(Set problem) Please rewrite the records from the line with "Track-and-sign request: indicate each instance of the orange" up to and including the line with "x=500, y=268", replacing "carrot nose" with "button nose" and keeping everything else the same. Return only those lines.

(Provided material)
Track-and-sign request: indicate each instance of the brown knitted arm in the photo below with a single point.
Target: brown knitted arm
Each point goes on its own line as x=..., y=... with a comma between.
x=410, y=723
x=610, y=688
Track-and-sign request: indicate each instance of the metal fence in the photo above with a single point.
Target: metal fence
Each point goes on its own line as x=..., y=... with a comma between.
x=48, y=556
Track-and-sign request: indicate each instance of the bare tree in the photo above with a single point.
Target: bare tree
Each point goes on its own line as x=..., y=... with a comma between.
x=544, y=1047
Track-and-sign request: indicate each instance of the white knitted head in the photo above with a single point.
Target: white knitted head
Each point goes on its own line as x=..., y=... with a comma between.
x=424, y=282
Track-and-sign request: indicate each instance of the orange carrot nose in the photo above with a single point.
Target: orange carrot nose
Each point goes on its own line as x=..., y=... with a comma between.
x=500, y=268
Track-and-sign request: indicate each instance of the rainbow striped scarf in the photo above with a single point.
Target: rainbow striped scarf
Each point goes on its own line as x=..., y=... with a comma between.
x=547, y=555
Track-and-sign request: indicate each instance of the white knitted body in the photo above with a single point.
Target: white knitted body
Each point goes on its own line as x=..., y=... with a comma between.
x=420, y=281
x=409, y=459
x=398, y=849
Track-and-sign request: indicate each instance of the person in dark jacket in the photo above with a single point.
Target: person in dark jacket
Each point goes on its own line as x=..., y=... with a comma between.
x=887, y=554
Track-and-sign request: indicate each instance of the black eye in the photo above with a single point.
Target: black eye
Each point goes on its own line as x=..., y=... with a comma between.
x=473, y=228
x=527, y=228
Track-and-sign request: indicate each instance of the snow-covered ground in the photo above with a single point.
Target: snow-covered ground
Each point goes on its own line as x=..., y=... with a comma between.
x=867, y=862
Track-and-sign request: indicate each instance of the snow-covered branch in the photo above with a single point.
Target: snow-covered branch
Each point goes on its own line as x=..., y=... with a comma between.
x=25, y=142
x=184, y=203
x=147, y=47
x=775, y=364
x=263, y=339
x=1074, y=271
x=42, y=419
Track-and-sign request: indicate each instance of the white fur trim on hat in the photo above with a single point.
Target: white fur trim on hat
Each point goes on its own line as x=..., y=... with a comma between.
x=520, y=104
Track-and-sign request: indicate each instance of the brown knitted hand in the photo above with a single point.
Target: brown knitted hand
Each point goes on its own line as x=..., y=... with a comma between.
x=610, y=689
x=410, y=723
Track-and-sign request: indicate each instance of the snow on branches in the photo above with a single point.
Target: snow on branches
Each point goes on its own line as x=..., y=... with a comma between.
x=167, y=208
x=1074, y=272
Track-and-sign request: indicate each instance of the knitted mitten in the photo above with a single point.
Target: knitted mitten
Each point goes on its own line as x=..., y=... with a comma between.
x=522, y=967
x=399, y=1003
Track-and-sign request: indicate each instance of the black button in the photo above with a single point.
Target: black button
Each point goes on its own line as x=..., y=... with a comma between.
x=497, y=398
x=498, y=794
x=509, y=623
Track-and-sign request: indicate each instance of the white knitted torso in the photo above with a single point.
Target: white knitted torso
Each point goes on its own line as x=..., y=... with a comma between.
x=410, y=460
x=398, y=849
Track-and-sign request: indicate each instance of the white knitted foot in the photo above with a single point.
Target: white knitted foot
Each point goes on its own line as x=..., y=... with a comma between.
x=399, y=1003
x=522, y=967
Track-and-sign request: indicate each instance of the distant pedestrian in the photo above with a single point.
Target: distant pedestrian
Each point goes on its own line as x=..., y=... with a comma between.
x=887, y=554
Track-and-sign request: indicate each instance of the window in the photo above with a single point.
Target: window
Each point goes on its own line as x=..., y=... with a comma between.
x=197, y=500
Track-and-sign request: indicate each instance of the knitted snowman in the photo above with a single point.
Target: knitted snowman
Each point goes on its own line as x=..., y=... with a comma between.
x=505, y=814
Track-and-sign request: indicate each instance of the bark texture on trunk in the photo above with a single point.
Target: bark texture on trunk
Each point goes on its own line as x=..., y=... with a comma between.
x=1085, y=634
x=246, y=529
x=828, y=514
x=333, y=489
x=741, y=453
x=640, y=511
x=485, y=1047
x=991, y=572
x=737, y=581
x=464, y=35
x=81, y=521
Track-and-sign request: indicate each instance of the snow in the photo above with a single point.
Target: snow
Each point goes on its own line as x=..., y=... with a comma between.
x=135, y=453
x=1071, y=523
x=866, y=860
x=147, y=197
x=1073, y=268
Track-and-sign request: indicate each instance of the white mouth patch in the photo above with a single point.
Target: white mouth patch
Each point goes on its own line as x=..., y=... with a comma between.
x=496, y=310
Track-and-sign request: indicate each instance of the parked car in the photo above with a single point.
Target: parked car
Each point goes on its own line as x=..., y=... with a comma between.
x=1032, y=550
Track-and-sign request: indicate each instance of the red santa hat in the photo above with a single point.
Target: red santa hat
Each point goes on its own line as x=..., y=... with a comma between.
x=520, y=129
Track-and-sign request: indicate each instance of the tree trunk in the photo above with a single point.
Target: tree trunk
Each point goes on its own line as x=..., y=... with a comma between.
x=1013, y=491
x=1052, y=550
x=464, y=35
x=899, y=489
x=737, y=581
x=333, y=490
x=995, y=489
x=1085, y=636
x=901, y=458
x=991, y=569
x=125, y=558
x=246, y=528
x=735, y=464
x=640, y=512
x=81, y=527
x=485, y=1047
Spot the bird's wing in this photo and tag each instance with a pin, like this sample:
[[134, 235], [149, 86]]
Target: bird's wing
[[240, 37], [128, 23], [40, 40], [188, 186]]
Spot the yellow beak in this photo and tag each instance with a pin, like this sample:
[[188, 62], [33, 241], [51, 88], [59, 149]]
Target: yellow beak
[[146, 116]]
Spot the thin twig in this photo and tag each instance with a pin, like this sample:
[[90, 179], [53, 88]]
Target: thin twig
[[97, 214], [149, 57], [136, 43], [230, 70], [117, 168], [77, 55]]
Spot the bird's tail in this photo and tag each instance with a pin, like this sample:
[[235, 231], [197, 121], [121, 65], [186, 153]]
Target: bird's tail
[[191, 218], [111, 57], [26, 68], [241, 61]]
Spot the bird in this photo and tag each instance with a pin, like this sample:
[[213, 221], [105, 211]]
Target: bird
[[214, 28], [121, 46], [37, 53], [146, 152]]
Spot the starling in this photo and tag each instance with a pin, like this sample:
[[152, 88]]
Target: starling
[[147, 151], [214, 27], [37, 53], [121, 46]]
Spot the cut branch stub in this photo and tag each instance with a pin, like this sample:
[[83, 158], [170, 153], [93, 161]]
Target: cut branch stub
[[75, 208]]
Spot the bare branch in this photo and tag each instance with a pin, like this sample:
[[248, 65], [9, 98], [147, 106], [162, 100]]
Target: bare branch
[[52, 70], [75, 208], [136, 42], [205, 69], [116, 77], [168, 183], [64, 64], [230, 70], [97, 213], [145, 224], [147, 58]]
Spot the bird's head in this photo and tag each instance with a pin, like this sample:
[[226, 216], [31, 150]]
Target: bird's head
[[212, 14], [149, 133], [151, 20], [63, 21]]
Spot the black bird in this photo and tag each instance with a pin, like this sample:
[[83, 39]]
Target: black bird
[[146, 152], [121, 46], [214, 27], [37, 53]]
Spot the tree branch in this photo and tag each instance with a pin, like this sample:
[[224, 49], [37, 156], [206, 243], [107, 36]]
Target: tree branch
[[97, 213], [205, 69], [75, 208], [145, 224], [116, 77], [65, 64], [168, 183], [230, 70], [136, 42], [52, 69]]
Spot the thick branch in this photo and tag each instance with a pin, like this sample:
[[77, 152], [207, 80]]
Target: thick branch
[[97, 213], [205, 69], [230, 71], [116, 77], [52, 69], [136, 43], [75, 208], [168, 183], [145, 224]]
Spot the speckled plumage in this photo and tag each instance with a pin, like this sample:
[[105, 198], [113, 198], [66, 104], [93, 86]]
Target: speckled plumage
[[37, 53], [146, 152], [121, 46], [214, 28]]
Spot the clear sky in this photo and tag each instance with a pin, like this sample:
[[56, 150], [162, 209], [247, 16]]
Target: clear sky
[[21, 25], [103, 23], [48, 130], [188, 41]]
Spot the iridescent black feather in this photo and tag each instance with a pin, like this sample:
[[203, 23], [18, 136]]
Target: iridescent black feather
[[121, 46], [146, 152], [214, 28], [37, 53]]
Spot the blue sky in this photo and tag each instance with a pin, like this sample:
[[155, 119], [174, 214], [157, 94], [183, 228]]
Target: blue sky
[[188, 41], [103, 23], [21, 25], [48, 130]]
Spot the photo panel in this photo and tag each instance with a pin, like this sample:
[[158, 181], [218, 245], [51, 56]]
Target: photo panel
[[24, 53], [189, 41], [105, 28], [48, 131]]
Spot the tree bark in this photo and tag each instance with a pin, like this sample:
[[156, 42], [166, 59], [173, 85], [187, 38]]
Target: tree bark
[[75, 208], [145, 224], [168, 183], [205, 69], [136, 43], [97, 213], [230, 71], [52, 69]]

(Exercise solution)
Track-and-sign request: indicate each instance of the orange button nose in the photo above with a single point.
Target: orange button nose
Each point goes on its own line as x=..., y=... with a comma between.
x=500, y=268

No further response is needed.